◆ Work to complete:
Copy each line below without leaving any out.

━━ Exercise input

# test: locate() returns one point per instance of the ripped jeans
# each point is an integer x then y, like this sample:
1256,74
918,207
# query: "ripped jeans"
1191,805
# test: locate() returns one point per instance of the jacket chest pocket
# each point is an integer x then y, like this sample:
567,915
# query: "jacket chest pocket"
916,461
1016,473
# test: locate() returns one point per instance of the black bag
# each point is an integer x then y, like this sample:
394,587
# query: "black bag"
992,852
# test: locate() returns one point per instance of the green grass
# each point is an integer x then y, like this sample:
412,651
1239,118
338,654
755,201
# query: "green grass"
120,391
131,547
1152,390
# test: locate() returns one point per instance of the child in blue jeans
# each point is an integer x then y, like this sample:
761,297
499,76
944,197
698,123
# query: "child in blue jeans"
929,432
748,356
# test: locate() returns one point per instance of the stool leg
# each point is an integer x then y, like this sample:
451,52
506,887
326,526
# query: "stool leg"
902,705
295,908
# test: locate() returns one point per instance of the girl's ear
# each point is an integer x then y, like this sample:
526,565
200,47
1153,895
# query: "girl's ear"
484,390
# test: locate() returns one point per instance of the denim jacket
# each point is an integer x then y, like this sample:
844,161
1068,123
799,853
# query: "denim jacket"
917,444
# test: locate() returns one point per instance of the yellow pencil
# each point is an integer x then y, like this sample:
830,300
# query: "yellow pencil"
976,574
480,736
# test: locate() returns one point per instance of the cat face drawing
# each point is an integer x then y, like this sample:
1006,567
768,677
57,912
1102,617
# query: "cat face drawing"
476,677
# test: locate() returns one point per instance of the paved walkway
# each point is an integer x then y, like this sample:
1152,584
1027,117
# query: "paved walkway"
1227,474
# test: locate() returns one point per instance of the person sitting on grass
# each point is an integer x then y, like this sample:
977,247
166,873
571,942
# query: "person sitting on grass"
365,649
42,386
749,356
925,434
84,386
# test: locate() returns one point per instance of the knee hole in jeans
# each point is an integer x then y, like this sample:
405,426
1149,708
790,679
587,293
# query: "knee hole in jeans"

━━━━

◆ Answer to the problem:
# test: locate() returns one point per instance of the ripped jeans
# each point is an integer x then y, like this sample:
1256,74
918,207
# query: "ripped jeans"
1191,805
# test: locate() returns one point per instance of the jacket chest pocket
# each point is an integer x then y, like this sample:
567,915
# query: "jacket chest pocket"
916,461
1016,473
# test: locate() returns one point per instance of the black bag
# each point is an integer x then y, like this sample:
394,587
# query: "black bag"
992,852
# test: locate() returns one point per instance of the green grass
# each point is an integer x then y, like this sample:
412,651
1239,118
338,654
755,201
# query: "green grass"
120,391
131,547
1152,390
# test: locate() returns one point per instance of the child in blue jeans
# each point is an integer x then y, like this sample:
761,297
499,76
944,197
698,123
# query: "child in blue jeans"
929,432
748,356
# test: locate() returns one point per instance of the stool leg
# each point is an integer x then y, like this sample:
451,52
506,887
326,526
# query: "stool leg"
902,705
295,908
# test: locate() returns one point per instance of the girl's ear
# each point is an integer x then y, like this sample:
526,565
200,47
1153,895
# query: "girl's ear"
484,390
# test: locate() returns one point per instance of the denim jacket
# each point is an integer x then y, like this sample:
844,161
1068,123
799,853
# query: "denim jacket"
917,444
# test: locate() returns one point per instance of the yellow pencil
# each point is an integer x then y, like this sample:
830,300
# query: "yellow pencil"
976,574
480,736
# test: locate() returns one point per instance of the cat face drawing
# each point is an integer x then y, like this sample:
1006,567
768,677
57,912
1102,617
# query: "cat face drawing"
476,677
# test: locate() returns one point per instance of the paved walkway
# each point is an integer x then y, like this sample:
1152,584
1027,117
# query: "paved walkway"
1227,474
# test: locate() returns one point per instance of the person sitting on grass
# each point is an integer x then y, like this sample:
977,247
166,873
571,942
# query: "person sitting on grass"
365,649
42,386
749,356
925,434
84,386
# test: locate() returns one point per instance of the knee hole in jeans
# each point is an integer x then y, like this sample:
405,426
1149,708
790,679
587,293
# query: "knee hole in jeans"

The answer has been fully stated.